What the task asks:
Copy the entire listing exactly.

╭──

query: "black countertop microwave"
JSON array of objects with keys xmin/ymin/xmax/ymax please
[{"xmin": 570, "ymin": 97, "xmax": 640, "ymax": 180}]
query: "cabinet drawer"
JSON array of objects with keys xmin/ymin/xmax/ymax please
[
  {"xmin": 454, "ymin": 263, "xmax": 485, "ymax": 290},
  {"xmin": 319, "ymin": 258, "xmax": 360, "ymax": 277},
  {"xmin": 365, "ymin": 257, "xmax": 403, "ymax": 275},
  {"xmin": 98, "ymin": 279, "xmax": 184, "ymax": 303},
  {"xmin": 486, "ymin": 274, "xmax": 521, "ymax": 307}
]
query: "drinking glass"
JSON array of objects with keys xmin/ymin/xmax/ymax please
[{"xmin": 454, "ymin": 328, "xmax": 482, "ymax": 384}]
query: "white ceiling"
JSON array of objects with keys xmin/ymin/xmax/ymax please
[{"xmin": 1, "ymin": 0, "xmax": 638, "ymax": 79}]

╰──

Exercise output:
query: "black countertop microwave"
JSON array of objects with keys xmin/ymin/xmax/ymax please
[{"xmin": 570, "ymin": 97, "xmax": 640, "ymax": 180}]
query: "cabinet drawer"
JSON array of objects with keys xmin/ymin/xmax/ymax please
[
  {"xmin": 454, "ymin": 263, "xmax": 485, "ymax": 290},
  {"xmin": 319, "ymin": 258, "xmax": 360, "ymax": 277},
  {"xmin": 365, "ymin": 257, "xmax": 403, "ymax": 275},
  {"xmin": 98, "ymin": 279, "xmax": 184, "ymax": 303},
  {"xmin": 486, "ymin": 274, "xmax": 521, "ymax": 307}
]
query: "drinking glass"
JSON array of objects with keys xmin/ymin/xmax/ymax please
[{"xmin": 454, "ymin": 328, "xmax": 482, "ymax": 384}]
query: "white ceiling"
JSON array of objects with keys xmin/ymin/xmax/ymax please
[{"xmin": 1, "ymin": 0, "xmax": 638, "ymax": 79}]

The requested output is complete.